Исходный текст:
Смуты, начавшиеся в центральных и
восточных частях России в 70-х годах XVIII ст., отличались большой
сложностью и напряженностью. В то время России пришлось начать и вести
военные действия в Польше и Турции. Тягости военного времени, конечно,
давали себя чувствовать населению, которое усиленно служило и платило
подати в течение многих лет, начиная еще с первых походов в Пруссию при
императрице Елизавете (с 1757 г.). Одного этого было бы достаточно,
чтобы вызвать неудовольствие в низших, податных слоях народа. Но в то же
время непрерывно продолжали расти злоупотребления крепостным правом на
крестьян со стороны их помещиков (§ 118). Крестьяне хорошо сознавали,
что они не холопы, а государевы подданные, и негодовали на превращение
их в «дворовых» холопов, на смешение их с рабами. В начале XVIII в.

Что сделать:
Перепишите исходный текст выше целиком, слово в слово, ничего не меняя.

Сохранённые записи:
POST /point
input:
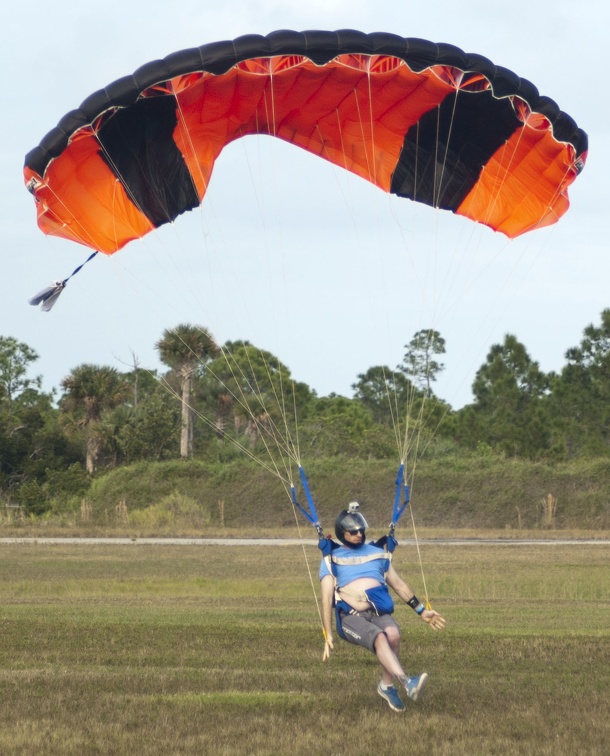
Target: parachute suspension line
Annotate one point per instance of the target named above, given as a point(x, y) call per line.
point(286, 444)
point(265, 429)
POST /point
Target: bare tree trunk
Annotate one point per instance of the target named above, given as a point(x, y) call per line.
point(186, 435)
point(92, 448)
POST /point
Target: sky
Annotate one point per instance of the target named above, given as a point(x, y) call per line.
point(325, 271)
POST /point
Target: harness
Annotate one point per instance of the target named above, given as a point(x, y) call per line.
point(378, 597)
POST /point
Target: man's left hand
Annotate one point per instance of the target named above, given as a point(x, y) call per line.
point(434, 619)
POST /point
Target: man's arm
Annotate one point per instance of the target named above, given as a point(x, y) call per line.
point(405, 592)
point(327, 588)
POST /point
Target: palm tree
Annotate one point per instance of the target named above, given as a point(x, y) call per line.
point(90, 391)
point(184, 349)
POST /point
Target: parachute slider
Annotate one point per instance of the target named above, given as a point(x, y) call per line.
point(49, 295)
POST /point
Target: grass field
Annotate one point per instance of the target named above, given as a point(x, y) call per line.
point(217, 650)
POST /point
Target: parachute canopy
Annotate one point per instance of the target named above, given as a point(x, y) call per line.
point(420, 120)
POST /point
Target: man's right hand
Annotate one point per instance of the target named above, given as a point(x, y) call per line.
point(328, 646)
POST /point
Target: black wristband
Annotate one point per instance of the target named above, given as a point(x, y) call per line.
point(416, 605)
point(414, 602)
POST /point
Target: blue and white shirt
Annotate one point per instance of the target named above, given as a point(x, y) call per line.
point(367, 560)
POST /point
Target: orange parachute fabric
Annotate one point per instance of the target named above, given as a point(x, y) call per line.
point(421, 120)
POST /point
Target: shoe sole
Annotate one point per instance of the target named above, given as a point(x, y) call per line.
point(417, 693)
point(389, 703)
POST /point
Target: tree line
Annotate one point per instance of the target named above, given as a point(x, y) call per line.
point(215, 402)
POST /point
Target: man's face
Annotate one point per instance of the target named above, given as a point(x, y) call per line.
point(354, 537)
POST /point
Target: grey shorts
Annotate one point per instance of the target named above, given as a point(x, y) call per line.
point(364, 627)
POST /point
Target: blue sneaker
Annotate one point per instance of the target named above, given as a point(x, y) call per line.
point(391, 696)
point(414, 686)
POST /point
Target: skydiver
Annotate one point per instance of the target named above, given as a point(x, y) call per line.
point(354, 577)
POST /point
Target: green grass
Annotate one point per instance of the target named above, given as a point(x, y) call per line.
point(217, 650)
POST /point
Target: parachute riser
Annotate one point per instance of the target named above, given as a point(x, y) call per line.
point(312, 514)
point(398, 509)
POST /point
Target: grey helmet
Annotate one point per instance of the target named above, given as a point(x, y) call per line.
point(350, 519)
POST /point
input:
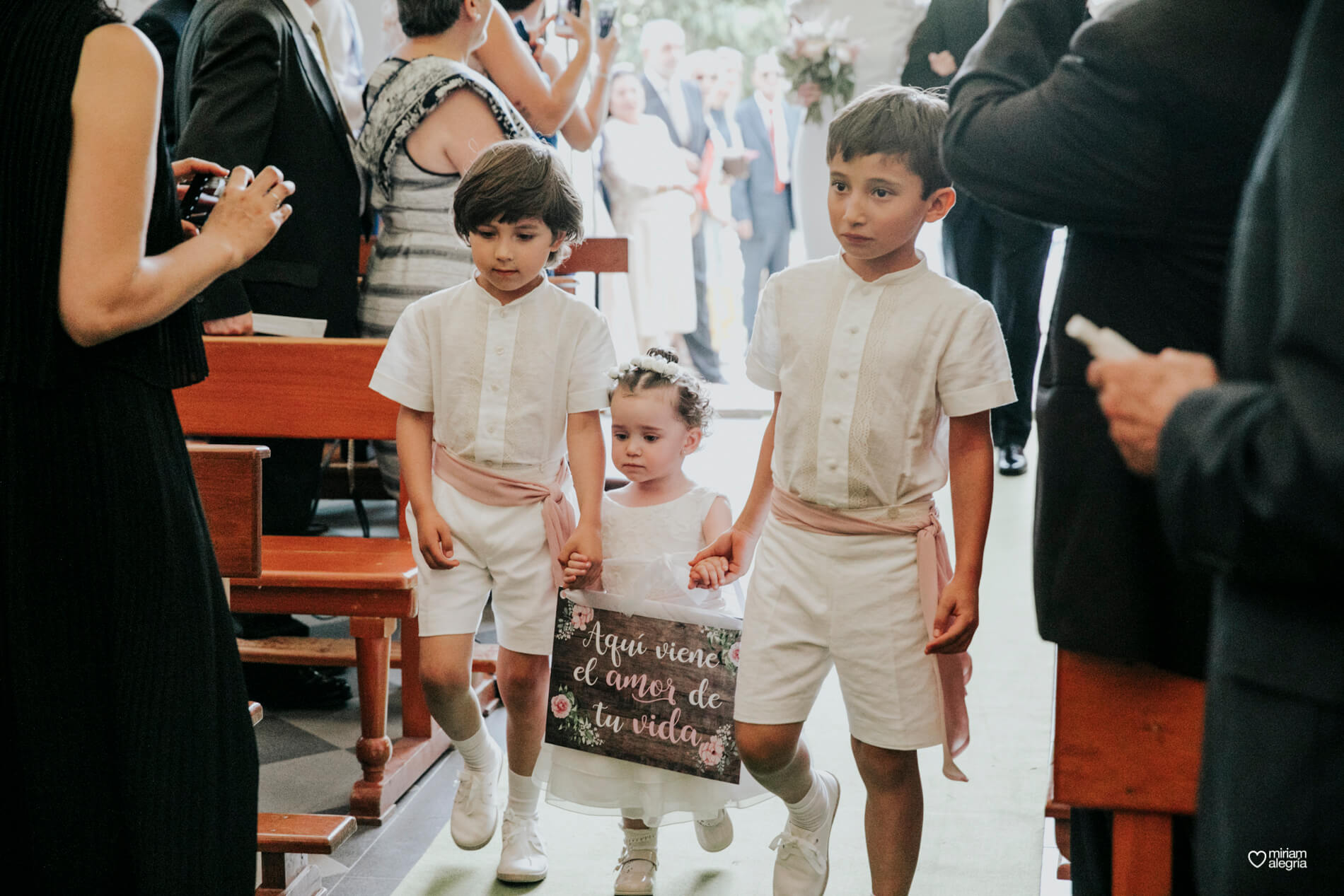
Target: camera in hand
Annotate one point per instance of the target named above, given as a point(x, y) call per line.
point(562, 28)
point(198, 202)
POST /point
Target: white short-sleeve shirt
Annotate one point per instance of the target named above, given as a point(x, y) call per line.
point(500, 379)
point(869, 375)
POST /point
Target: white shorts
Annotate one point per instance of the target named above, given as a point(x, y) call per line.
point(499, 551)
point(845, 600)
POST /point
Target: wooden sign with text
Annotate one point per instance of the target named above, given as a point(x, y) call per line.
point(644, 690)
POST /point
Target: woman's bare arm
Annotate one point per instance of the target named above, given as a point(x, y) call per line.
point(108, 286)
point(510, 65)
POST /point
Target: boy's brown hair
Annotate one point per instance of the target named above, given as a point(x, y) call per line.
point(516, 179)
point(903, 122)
* * *
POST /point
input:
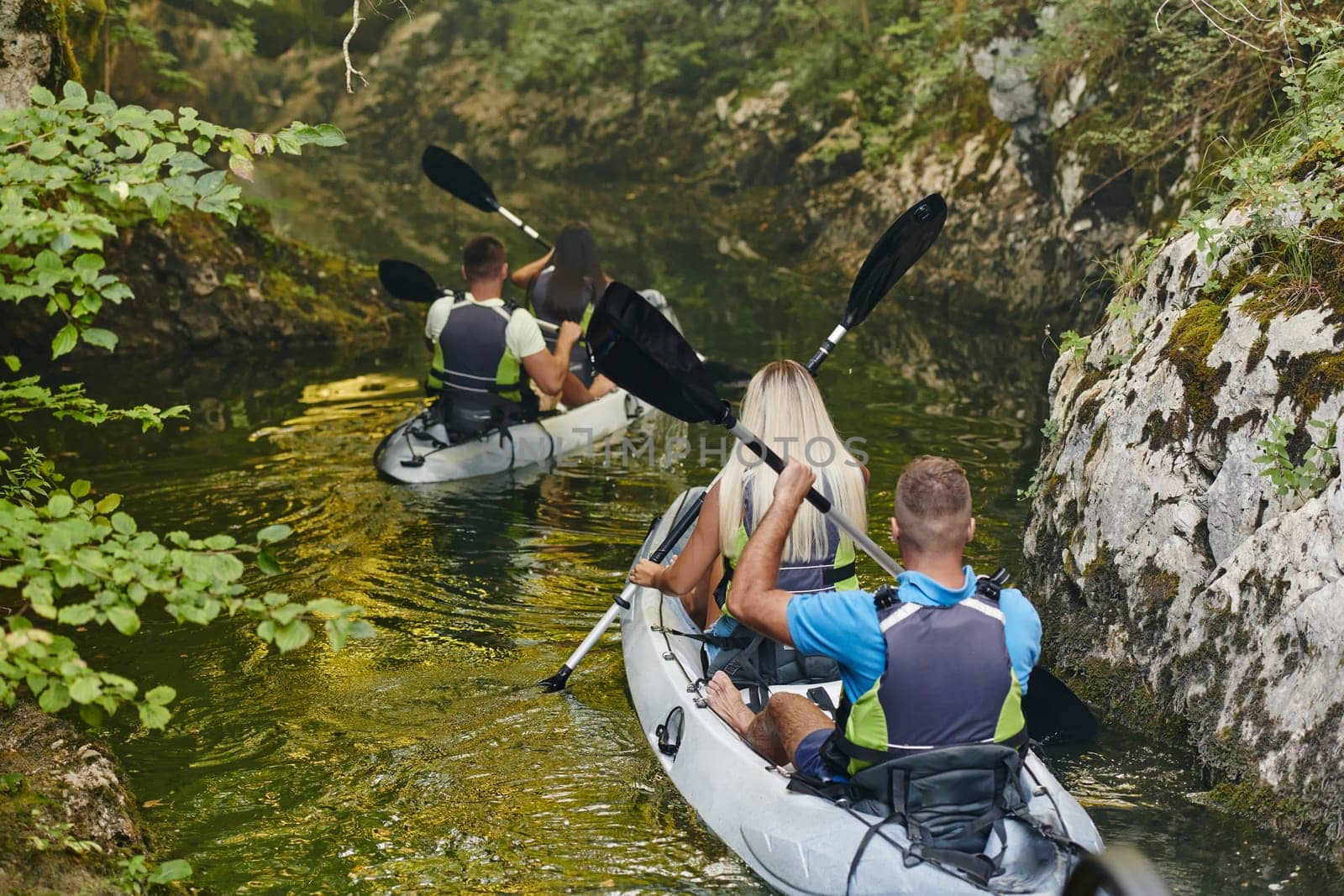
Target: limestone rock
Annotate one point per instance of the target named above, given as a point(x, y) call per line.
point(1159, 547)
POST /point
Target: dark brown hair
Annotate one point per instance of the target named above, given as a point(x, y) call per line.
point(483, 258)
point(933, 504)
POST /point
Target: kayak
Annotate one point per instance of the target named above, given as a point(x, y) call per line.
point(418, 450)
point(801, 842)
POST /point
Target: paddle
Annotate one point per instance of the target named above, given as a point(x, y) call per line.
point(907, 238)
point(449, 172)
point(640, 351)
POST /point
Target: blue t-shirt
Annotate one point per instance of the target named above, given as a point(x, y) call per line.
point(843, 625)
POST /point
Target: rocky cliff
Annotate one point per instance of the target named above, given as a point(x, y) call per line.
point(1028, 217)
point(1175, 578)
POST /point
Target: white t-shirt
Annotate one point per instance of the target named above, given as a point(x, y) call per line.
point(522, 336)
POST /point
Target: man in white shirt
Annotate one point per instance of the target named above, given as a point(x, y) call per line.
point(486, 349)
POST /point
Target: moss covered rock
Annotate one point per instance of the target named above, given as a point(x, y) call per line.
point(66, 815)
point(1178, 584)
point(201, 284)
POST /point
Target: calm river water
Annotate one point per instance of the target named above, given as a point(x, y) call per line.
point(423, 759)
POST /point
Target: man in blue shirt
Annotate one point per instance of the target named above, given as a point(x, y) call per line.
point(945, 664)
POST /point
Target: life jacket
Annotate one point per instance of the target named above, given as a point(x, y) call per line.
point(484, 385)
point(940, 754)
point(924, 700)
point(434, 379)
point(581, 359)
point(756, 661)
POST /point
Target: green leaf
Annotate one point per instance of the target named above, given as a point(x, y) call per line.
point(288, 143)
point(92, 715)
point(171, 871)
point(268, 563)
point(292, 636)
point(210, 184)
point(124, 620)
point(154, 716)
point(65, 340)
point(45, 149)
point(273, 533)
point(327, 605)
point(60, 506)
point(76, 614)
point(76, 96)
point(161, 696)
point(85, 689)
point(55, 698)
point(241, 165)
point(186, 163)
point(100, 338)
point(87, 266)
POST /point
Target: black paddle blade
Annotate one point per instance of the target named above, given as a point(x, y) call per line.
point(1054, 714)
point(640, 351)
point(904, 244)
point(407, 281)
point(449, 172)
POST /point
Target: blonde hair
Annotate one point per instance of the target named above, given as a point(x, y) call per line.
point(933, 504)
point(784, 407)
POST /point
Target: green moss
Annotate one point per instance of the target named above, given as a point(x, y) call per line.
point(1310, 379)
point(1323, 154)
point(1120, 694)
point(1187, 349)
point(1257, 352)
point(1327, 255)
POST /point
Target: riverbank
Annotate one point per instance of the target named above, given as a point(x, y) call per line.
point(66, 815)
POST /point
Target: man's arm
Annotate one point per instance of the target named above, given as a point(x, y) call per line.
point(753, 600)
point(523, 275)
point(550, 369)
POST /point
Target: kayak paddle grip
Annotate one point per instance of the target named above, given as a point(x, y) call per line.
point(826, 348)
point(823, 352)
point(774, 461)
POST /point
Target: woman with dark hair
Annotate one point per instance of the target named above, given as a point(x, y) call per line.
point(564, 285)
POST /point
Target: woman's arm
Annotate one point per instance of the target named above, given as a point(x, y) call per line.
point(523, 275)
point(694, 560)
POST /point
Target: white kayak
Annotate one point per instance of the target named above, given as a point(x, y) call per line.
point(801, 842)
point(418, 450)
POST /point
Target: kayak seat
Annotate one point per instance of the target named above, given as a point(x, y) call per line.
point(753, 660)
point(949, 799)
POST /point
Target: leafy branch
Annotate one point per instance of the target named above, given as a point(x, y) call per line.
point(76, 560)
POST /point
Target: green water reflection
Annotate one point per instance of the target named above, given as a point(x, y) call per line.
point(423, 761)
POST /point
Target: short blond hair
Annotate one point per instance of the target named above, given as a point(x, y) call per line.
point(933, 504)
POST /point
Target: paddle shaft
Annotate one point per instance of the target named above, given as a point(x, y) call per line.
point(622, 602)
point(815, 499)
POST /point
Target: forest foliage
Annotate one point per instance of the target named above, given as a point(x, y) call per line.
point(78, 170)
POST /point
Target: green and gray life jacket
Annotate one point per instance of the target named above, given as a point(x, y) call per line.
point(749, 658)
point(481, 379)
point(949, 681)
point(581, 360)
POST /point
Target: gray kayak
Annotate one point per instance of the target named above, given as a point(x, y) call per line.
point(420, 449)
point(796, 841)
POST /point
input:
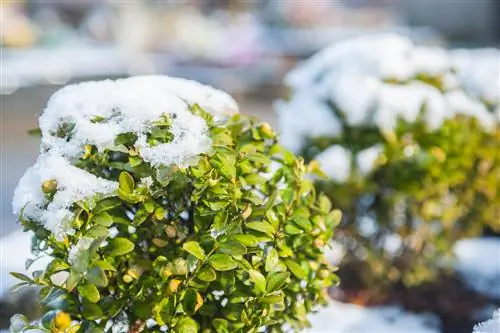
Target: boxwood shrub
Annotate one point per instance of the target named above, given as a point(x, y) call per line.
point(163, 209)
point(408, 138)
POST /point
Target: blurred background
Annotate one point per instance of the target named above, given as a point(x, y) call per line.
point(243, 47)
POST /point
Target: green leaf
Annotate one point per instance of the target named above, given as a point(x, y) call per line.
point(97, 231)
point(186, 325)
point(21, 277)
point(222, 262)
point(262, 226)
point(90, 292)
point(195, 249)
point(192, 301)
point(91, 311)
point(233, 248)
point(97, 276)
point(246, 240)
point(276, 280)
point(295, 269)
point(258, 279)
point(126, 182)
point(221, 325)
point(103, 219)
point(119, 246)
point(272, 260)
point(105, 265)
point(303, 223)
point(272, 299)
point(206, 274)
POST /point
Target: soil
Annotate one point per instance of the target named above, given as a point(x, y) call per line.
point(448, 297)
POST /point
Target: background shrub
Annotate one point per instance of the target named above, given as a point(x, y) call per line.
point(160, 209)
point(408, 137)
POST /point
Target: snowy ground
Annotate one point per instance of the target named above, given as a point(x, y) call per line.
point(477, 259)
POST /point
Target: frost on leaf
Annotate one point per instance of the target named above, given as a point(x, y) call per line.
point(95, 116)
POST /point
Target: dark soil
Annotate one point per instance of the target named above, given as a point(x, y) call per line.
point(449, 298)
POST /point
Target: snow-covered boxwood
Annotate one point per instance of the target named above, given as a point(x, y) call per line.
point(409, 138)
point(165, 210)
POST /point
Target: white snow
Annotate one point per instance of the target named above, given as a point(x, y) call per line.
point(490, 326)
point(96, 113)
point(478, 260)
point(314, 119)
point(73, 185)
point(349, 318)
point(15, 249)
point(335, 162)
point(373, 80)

Ответ:
Смуты, начавшиеся в центральных и
восточных частях России в 70-х годах XVIII ст., отличались большой
сложностью и напряженностью. В то время России пришлось начать и вести
военные действия в Польше и Турции. Тягости военного времени, конечно,
давали себя чувствовать населению, которое усиленно служило и платило
подати в течение многих лет, начиная еще с первых походов в Пруссию при
императрице Елизавете (с 1757 г.). Одного этого было бы достаточно,
чтобы вызвать неудовольствие в низших, податных слоях народа. Но в то же
время непрерывно продолжали расти злоупотребления крепостным правом на
крестьян со стороны их помещиков (§ 118). Крестьяне хорошо сознавали,
что они не холопы, а государевы подданные, и негодовали на превращение
их в «дворовых» холопов, на смешение их с рабами. В начале XVIII в.